### What you are asked to do:
Pictures aside, repeat every entry exactly.

[Referring expression data]
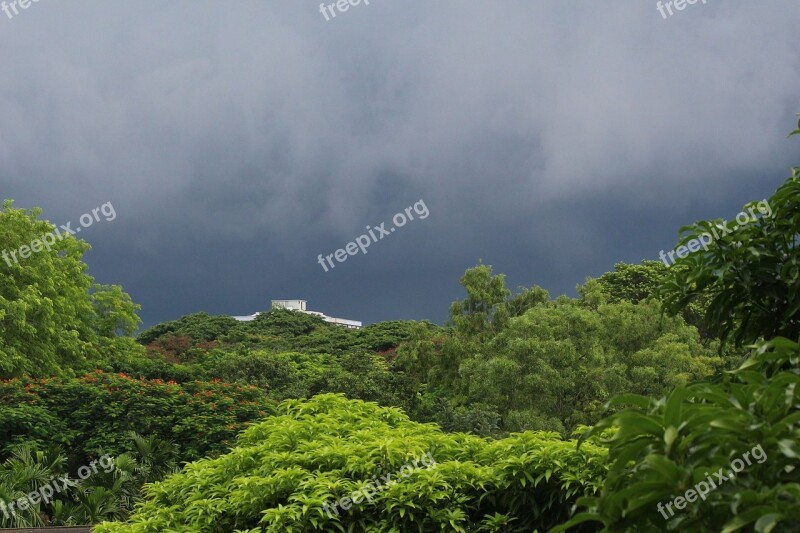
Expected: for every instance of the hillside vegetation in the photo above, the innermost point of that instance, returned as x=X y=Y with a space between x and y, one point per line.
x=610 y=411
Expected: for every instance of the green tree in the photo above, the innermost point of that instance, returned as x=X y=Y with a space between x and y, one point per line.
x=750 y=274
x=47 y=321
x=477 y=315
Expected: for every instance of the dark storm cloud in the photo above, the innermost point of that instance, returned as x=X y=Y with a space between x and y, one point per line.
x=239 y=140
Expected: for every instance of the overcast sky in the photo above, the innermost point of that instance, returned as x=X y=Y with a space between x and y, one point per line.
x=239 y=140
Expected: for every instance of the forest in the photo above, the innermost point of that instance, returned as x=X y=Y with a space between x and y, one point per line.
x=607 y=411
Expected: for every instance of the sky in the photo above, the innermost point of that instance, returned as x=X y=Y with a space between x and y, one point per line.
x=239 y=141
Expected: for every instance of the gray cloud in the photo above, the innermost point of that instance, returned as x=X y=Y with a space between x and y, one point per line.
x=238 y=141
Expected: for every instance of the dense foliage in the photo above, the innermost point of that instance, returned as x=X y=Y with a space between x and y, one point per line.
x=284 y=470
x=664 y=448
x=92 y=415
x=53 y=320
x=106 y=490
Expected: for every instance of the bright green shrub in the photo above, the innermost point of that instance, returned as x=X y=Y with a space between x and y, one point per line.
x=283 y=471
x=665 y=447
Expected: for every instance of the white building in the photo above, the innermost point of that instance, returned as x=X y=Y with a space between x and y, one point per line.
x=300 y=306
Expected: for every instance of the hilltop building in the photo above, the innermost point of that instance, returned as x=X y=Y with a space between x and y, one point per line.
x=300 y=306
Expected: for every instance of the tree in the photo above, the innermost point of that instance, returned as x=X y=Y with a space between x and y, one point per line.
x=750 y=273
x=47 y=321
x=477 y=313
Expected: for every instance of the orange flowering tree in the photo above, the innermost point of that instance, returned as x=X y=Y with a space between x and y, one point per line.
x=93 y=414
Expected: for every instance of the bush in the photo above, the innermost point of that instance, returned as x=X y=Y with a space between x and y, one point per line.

### Result of this exercise:
Expected: for every instance of the hillside vegetation in the photo above, the innermost point of that instance, returned as x=X y=Y with a space between x and y, one point per line.
x=610 y=411
Expected: for every instance of the green tree in the photo above, the innermost point of that instance, returned as x=X y=Y with a space between x and y, one point per line.
x=750 y=274
x=47 y=321
x=477 y=315
Expected: for every instance of the dark storm cloud in the photo above, the innermost point of that instance, returned as x=X y=Y with a space between x and y, one point per line.
x=239 y=140
Expected: for every instance of the overcast sky in the photo above, the innermost point of that instance, returned as x=X y=Y with a space between x and y, one point per line.
x=239 y=140
Expected: for every instance of the forest in the photo above, the innermost point of that instance, returned as x=X y=Y with a space between x and y, one point per line.
x=607 y=411
Expected: for every instance of the sky in the photo above, the innermost point of that instance, returned as x=X y=Y with a space between x and y, one point per line.
x=239 y=141
Expected: for every instance of the gray cloud in the photo above, the innermost point of that instance, returned as x=X y=Y with a space between x and y, one point per line.
x=238 y=141
Expected: for every instance of the dense foliage in the photo above, the innermost point of that instance, returned as x=X y=Y with a space between x and y, one point per line.
x=284 y=470
x=664 y=448
x=92 y=415
x=53 y=320
x=106 y=490
Expected: for every instance of the bright green shrub in the photo above, the innermost point of that instance, returned as x=X y=Y with a space between x and y, one point per line.
x=283 y=471
x=665 y=447
Expected: for every instance of the white building in the photo above, the innermost point of that instance, returned as x=X y=Y with a space between x and y, one point per line.
x=300 y=306
Expected: for every instance of the hilltop building in the photo above, the innermost point of that instance, returned as x=X y=Y with a space between x and y, one point per line.
x=300 y=306
Expected: for every instance of the tree in the photo above, the innermost point of that instance, returned as x=X y=Y with a space between x and y, one point per line.
x=750 y=273
x=47 y=321
x=477 y=313
Expected: for every instance of the orange flowering tree in the photo above, the innermost point of that instance, returned as x=X y=Y with a space between x and y, one point per line.
x=93 y=414
Expected: for every instance of the bush in the photo above, the innermost point of that instance, returned as x=X y=Y with a space between x and y, one point per line.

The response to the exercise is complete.